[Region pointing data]
---

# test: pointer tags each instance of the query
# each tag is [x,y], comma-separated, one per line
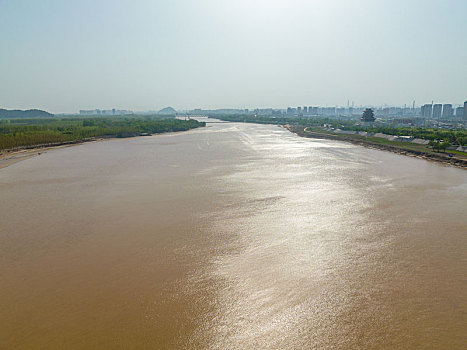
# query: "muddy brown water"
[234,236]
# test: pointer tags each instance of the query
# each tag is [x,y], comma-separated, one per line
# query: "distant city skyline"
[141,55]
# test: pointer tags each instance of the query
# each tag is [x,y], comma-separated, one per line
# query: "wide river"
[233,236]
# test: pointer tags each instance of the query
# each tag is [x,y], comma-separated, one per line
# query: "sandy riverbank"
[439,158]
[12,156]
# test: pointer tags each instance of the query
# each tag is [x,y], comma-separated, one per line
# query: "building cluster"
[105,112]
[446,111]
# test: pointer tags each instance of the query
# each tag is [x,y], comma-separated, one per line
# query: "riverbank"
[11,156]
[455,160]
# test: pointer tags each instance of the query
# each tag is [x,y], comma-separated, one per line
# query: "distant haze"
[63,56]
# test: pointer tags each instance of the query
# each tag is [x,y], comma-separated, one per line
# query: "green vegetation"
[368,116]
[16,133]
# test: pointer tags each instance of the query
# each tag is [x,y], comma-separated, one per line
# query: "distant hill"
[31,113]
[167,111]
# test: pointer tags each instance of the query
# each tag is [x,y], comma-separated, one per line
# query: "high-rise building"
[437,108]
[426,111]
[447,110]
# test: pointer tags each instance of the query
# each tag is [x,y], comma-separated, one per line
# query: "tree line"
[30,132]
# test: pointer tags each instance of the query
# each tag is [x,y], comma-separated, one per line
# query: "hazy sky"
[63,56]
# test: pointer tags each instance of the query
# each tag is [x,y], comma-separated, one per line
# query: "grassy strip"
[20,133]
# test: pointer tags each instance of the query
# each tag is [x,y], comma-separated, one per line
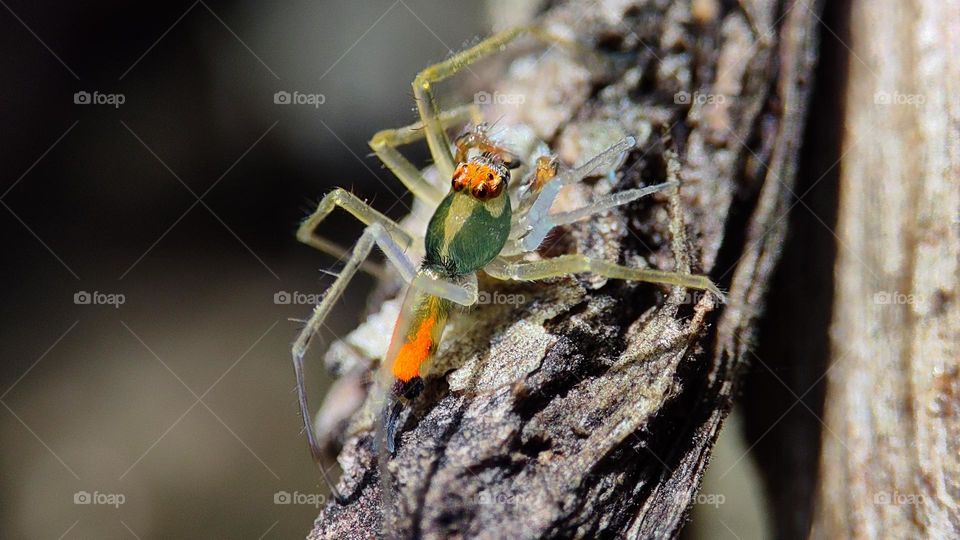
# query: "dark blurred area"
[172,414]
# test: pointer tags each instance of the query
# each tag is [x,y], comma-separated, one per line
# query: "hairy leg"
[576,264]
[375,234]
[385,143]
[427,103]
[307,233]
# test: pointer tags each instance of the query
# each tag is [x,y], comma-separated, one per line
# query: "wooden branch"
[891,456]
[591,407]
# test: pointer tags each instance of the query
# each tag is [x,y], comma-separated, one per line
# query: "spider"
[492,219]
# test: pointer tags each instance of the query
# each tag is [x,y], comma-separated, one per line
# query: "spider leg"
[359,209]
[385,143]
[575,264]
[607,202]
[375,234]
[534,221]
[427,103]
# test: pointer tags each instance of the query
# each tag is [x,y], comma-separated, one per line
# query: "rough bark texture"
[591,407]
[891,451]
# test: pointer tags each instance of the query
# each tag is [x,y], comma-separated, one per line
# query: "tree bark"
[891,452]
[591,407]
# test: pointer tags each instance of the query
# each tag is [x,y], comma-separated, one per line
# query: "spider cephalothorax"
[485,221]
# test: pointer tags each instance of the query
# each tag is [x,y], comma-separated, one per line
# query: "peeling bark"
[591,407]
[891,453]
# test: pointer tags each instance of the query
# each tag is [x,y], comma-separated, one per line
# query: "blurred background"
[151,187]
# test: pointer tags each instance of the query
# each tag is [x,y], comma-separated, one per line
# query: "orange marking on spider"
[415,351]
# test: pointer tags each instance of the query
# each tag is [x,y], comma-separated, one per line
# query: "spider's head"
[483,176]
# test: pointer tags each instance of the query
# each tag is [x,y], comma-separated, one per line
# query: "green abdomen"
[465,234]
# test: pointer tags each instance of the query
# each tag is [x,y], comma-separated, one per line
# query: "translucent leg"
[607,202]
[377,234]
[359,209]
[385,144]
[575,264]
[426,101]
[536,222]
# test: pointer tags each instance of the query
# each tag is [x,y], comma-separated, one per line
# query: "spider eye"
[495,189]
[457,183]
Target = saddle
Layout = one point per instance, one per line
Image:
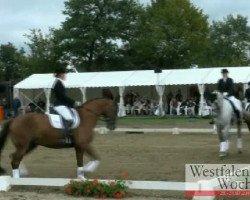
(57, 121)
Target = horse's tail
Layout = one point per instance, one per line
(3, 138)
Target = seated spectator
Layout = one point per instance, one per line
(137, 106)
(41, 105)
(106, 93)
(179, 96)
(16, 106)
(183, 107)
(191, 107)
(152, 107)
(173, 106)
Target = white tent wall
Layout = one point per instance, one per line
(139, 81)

---

REQUIRED ACTION: The response must contain each line above that holds the string "Target".

RESPONSE AREA:
Target = saddle
Target = horse's tail
Target = seated spectator
Target = white tent wall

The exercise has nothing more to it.